Text:
start

The Passat sized Buick Regal is highly rated and would be a great candidate for the new 2.0 diesel. Buick's upscaled price structure might support the expensive diesel drivetrain better when compared to a very expensive Malibu diesel. The Impala is a nice car but may be too heavy for the new engine.


----------



## ChevyGuy (Dec 13, 2014)

I think it large part, the fate of small car diesel in the US is dependent on what happens in Europe. From what I'm reading, I think Europe is poised to do a lot of back pedaling. Paris in particular has a serious visible pollution problem. They may prioritize reducing NOx over CO2 - something best accomplished by shifting to gasoline. I think most of the advantage of diesel in Europe is based on the cost of the fuel - but much that is based on their taxes - meaning, given political will, it could turn around and gasoline could be cheaper.

At this point, I'm not sure any car maker is going to pour a lot of development effort into new diesel designs.


----------



## UlyssesSG (Apr 5, 2011)

bigluke said:


> Do you think that eventually our diesels will be affected?

end

Given task A:
Condense the thread's paragraph beginning "The Passat sized Buick Regal" into a short bulleted list that keeps its main facts.
Given task B:
Set down, word for word, the part of the thread that opens with the words containing "I think it large" and closes with "(Apr 5, 2011)".
The rows after this point are separate material and are not part of the thread.

Information supplied:

start

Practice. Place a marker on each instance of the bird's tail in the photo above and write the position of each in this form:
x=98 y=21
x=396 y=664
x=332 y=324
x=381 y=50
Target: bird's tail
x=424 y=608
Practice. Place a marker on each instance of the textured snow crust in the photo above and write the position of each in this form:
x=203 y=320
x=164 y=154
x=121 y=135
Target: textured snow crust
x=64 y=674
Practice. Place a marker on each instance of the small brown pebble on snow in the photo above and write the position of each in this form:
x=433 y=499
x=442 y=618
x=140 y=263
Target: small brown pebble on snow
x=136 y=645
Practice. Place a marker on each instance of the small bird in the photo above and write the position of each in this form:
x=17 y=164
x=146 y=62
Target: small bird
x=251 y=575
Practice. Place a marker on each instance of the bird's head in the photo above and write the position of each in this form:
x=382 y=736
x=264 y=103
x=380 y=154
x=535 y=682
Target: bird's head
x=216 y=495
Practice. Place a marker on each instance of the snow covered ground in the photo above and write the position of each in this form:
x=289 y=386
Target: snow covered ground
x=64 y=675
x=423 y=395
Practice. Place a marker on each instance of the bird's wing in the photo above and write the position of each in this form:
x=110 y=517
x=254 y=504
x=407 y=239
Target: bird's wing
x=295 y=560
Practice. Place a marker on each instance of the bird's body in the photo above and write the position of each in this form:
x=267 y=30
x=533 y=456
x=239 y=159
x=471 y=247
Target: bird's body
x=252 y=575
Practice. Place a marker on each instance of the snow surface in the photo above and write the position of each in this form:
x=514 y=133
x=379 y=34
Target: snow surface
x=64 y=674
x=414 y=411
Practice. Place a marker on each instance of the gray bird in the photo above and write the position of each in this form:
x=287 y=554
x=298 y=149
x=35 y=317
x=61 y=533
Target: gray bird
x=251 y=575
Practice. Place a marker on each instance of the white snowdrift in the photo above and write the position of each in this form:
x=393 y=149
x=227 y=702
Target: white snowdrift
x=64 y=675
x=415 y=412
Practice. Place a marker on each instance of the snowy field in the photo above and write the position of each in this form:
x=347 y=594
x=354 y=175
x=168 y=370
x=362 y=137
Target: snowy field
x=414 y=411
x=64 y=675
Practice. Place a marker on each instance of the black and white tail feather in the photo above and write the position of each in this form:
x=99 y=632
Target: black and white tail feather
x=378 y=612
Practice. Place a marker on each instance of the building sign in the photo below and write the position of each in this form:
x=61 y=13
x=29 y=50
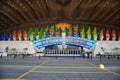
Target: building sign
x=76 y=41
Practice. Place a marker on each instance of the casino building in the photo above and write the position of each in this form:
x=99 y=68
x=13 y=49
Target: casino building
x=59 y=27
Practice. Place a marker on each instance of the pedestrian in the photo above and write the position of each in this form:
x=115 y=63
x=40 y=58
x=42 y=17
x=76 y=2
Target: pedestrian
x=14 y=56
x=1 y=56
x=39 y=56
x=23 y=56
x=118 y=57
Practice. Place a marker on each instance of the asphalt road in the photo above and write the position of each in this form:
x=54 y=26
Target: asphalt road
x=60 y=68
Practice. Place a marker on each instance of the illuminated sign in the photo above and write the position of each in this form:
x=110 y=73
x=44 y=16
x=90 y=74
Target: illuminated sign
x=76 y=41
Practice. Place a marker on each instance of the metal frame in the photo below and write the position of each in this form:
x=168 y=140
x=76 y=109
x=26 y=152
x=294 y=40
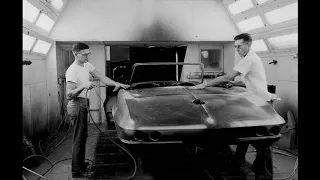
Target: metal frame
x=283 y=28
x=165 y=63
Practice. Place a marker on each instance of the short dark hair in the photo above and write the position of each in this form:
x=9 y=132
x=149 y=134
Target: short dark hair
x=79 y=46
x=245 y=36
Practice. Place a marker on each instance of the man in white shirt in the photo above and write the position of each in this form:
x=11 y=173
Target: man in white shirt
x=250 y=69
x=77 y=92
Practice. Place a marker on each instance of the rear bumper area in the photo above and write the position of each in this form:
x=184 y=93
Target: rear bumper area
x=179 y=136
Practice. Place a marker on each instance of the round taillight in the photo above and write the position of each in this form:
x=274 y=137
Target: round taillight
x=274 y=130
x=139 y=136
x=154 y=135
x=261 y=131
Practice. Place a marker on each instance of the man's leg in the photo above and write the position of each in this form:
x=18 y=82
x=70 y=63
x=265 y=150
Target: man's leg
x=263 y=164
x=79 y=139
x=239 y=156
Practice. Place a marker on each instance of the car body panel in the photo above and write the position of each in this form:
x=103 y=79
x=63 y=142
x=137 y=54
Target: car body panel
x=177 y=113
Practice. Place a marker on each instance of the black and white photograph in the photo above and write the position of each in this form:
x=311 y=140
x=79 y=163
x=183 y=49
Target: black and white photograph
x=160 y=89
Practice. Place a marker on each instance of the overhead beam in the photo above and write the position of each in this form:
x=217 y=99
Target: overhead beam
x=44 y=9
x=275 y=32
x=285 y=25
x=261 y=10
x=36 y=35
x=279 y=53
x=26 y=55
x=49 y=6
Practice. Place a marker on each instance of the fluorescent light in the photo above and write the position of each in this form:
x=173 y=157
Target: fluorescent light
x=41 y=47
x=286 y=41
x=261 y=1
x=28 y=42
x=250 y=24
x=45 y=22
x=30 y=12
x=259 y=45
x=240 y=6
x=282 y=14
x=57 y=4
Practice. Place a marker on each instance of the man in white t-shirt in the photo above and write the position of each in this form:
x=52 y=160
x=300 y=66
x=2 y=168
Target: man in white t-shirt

end

Correct response A:
- The Buick Regal is the size of a Passat, is highly rated, and would be a strong candidate for the new 2.0 diesel.
- Buick's higher price structure may support the costly diesel drivetrain better than a very expensive Malibu diesel.
- The Impala is a nice car but may be too heavy for the new engine.

Correct response B:
I think it large part, the fate of small car diesel in the US is dependent on what happens in Europe. From what I'm reading, I think Europe is poised to do a lot of back pedaling. Paris in particular has a serious visible pollution problem. They may prioritize reducing NOx over CO2 - something best accomplished by shifting to gasoline. I think most of the advantage of diesel in Europe is based on the cost of the fuel - but much that is based on their taxes - meaning, given political will, it could turn around and gasoline could be cheaper.

At this point, I'm not sure any car maker is going to pour a lot of development effort into new diesel designs.


----------



## UlyssesSG (Apr 5, 2011)